- [Trecho fornecido]:
________________________

Para essas discussões, a participação das três únicas mulheres da empresa foi fundamental. Tais discussões também foram conduzidas parcialmente na ausência da empresária que propositalmente se ausentou dos trabalhos para que o público interno tivessem mais liberdade de expor sua idéias. III) Dimensão da Cidadania – Parte do problema em atender os clientes dentro do prazo estava relacionada ás condições das estradas no estado. Esse ponto levou às discussões sobre a condição das estradas estaduais e nacionais, ao uso dos impostos recolhidos e, em última instância, a questão do voto consciente.
Durante os debates brotaram perguntas importantes para o planejamento dos serviços e da filosofia de atendimento da empresa:
a) Podemos mudar o prazo de atendimento?
b) Podemos criar critérios para os prazos?
c) É vantagem dar o número do celular do técnico para o dono do posto?
Essa pergunta veio junto com a queixa de que alguns clientes ligavam exageradamente para os técnicos, sem necessidade. E por último uma das questões que considero mais profunda no trabalho: d) Quais são os critérios usados para atender as chamadas de urgências? Considero essa pergunta especial porque fez com que a empresa pudesse pesar entre a questão econômica e a questão ecológica e humana envolvida nos critérios.

________________________

- [Dados registrados]:
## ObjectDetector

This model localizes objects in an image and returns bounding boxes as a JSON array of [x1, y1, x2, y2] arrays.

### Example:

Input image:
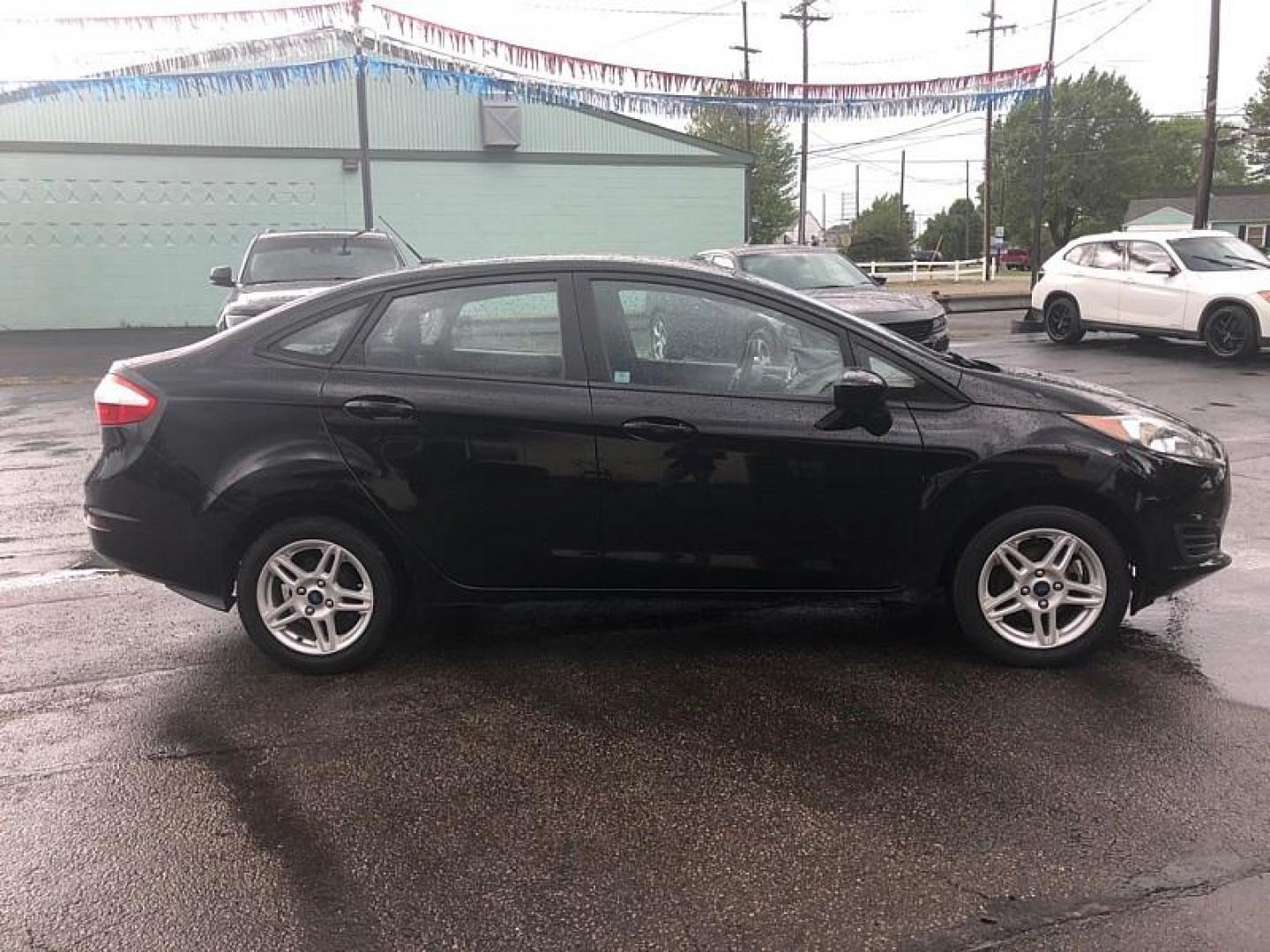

________________________

- [Lista de tarefas]:
- 1) Relacione as perguntas que, segundo o trecho fornecido, surgiram durante os debates sobre o planejamento dos serviços da empresa.
- 2) Dê prosseguimento ao trecho sobre os debates na empresa a partir do ponto em que ele termina.

- [Resultados das tarefas]:
- 1)
a) Podemos mudar o prazo de atendimento?
b) Podemos criar critérios para os prazos?
c) É vantagem dar o número do celular do técnico para o dono do posto?
d) Quais são os critérios usados para atender as chamadas de urgências?

- 2)
Até aquele momento, os critérios usados para a definição de urgências eram: postos com vazamentos, clientes com riscos de acidentes, clientes chamados preferenciais por venderem mais e clientes que tinham apenas uma bomba ela quebrou. Quando chegou nesse ponto, fiz uma outra pergunta: e) considerando a questão do estresse de vocês, quais são os critérios justos? As respostas foram por unanimidade: vazamentos, riscos de acidentes e quando o cliente tiver uma bomba só e ela quebrar. A pressão exercida sobre a empresa tanto por si mesma quanto pelos clientes considerados preferenciais era muito grande. Ela precisava repensar a sua relação com alguns clientes para melhorar a sua performance com outros. Precisava também reduzir a sua própria carga de estresse. Todo o corpo técnico chegou junto a essa reflexão.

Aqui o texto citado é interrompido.